__OBJETIVO DA TAREFA__
Responda com base no excerto sobre a estratégia de Luís Montenegro:
(a) Quais são as três partes do plano que o líder do PSD conseguiu impor?
(b) Segundo os adversários políticos, a partir de que data Montenegro negociaria com o Chega?
(c) Em que partidos coloca Montenegro, em particular, o ónus de uma eventual queda do Governo?

__EXCERTO DO DOCUMENTO__
=-=-=
José Manuel Bolieiro acabou por vencer e Luís Montenegro desvendou que muitos dos outros riscos são, afinal, calculados. Ou que têm, pelo menos, um racional estratégico. De uma assentada, o líder do PSD conseguiu impor o seu ousado plano: ficar em primeiro nas eleições, descartar o Chega e insistir governar com maioria relativa (recuperando a praxis parlamentar pré-2015, da qual ele próprio — ao contrário de Bolieiro — sempre foi um indefetível defensor).

A estratégia de Bolieiro mostra que a estratégia nacional de Montenegro será a mesma. Os adversários políticos têm dito que Luís Montenegro não tem forma de manter a coerência e que, se disso precisar, após 10 de março negoceia com o Chega. Já o líder do PSD tem insistido que não: que se ficar em primeiro vai levar o seu programa a votos e que, quem quiser, que derrube o Governo. É exatamente o mesmo que Passos Coelho fez em 2015, com a diferença de que, agora, pode haver uma maioria de direita.

Com esta posição, Montenegro — caso vença as eleições — coloca o ónus de uma eventual queda do Governo nos adversários, em particular no PS e no Chega, condicionando a decisão de ambos. Os analistas políticos dirão, por isso, que a estratégia de Luís Montenegro é um risco. Mas, no caso do líder do PSD, esse risco pode, com justiça, ser confundido com coragem política. No passado, o risco já o levou a falhar um impeachment a Rio ou assistir in loco ao início do fim da hegemonia da Madeira. Em março o risco continua. Em política morre-se muitas vezes, mas ressuscita-se outras tantas. Se assim não fosse, seria uma chatice.
=-=-=
__MATERIAL FORNECIDO__

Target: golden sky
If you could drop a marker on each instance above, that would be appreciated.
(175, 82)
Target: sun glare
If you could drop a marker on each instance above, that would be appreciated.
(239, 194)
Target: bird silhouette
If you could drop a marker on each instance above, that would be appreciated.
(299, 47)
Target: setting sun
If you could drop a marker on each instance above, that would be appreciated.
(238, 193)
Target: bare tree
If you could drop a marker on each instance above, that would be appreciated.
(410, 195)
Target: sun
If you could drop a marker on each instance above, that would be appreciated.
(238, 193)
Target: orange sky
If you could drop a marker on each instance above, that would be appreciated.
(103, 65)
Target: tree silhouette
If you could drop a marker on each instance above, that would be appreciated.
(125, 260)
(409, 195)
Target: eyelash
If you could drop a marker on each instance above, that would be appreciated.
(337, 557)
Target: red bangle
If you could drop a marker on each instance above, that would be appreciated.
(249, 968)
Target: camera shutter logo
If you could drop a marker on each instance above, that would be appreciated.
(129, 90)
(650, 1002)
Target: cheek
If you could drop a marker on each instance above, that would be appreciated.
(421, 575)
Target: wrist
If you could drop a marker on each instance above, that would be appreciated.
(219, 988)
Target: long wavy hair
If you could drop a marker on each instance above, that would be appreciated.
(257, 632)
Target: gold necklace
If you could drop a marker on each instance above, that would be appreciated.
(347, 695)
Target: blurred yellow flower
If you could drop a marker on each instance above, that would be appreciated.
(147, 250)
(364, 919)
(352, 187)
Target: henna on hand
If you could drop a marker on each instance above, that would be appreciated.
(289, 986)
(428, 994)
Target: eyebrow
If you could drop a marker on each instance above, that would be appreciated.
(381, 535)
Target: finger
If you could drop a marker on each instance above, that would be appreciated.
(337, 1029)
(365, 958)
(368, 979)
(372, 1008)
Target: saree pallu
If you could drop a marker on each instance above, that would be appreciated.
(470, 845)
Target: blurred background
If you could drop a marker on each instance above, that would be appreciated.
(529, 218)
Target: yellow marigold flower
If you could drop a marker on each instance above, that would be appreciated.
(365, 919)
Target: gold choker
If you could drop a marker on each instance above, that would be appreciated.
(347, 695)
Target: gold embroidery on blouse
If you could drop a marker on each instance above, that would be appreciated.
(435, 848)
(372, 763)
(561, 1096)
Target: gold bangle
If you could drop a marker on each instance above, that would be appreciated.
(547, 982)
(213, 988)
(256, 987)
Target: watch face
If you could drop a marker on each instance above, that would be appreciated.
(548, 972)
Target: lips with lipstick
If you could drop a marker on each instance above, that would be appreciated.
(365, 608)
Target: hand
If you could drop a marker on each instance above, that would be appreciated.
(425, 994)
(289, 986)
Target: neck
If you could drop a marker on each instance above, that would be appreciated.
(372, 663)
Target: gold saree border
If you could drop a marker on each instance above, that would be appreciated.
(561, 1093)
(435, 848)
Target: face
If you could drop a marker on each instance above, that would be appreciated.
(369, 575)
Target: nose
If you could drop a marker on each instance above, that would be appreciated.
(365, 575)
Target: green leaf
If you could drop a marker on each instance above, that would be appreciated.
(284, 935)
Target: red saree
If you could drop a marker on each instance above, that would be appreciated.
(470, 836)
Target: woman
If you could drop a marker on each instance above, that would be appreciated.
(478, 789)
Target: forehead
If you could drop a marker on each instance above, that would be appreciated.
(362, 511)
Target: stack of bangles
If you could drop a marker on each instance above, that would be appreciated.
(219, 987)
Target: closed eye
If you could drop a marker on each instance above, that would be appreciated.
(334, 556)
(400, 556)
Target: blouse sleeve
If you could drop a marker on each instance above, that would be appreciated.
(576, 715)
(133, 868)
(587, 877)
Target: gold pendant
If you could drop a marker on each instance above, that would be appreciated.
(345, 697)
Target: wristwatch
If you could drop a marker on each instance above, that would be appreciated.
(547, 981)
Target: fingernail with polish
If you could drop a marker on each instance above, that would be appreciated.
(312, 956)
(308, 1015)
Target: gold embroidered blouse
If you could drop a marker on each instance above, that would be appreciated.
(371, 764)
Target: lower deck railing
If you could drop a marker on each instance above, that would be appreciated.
=-=-=
__EXERCÍCIO RESOLVIDO__
(a) Ficar em primeiro nas eleições, descartar o Chega e insistir governar com maioria relativa.
(b) Após 10 de março.
(c) No PS e no Chega.